• Exercise instructions
Format the entries below as a Markdown table with the columns Row and Line, numbering each line and leaving out blank lines. Begin at the line that contains "each pine branch" and stop after the line that contains "[0,1,280,500]".

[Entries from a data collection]
_____

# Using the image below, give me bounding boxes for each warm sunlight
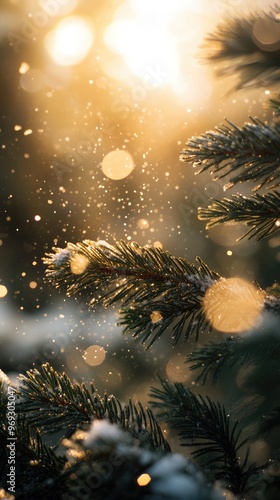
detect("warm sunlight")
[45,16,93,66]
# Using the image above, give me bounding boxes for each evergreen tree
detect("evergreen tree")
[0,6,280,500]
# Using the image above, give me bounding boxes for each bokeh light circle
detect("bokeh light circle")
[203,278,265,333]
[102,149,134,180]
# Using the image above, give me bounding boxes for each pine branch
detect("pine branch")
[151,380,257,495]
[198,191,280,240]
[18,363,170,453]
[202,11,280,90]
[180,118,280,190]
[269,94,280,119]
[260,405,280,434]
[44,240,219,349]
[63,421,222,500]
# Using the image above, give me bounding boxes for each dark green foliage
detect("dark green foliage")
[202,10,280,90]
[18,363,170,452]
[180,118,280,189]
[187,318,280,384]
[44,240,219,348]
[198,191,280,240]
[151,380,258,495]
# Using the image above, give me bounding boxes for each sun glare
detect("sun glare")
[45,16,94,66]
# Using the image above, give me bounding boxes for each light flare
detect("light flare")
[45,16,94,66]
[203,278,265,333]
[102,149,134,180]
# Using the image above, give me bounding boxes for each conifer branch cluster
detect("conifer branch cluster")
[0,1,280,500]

_____

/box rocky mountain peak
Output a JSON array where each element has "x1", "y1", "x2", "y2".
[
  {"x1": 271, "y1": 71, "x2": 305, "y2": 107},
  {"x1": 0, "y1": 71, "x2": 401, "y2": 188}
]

_____

• Written solution
| Row | Line |
|---|---|
| 1 | # Using the image above, give me bounding boxes for each pine branch |
| 2 | detect("pine branch") |
| 3 | [151,380,257,495] |
| 4 | [198,191,280,240] |
| 5 | [18,363,170,453] |
| 6 | [202,11,280,90] |
| 7 | [180,118,280,190] |
| 8 | [269,94,280,119] |
| 9 | [260,405,280,434] |
| 10 | [44,240,219,349] |
| 11 | [63,421,222,500] |
| 12 | # Using the image above, give me bounding boxes for each dark green foliage |
| 13 | detect("dark green foliage") |
| 14 | [202,10,280,90] |
| 15 | [18,363,170,452] |
| 16 | [180,118,280,189] |
| 17 | [187,318,280,384] |
| 18 | [44,240,219,348] |
| 19 | [198,191,280,240] |
| 20 | [151,380,258,495] |
| 21 | # Using the image above, give me bounding boxes for each sun glare |
| 22 | detect("sun glare") |
| 23 | [45,16,94,66] |
| 24 | # Using the image above, give me bounding boxes for each light flare |
| 25 | detect("light flare") |
| 26 | [45,16,94,66] |
| 27 | [203,278,265,333] |
| 28 | [102,149,134,180] |
| 29 | # Using the image above, give me bounding boxes for each conifer branch cluster |
| 30 | detect("conifer branch cluster") |
| 31 | [0,1,280,500] |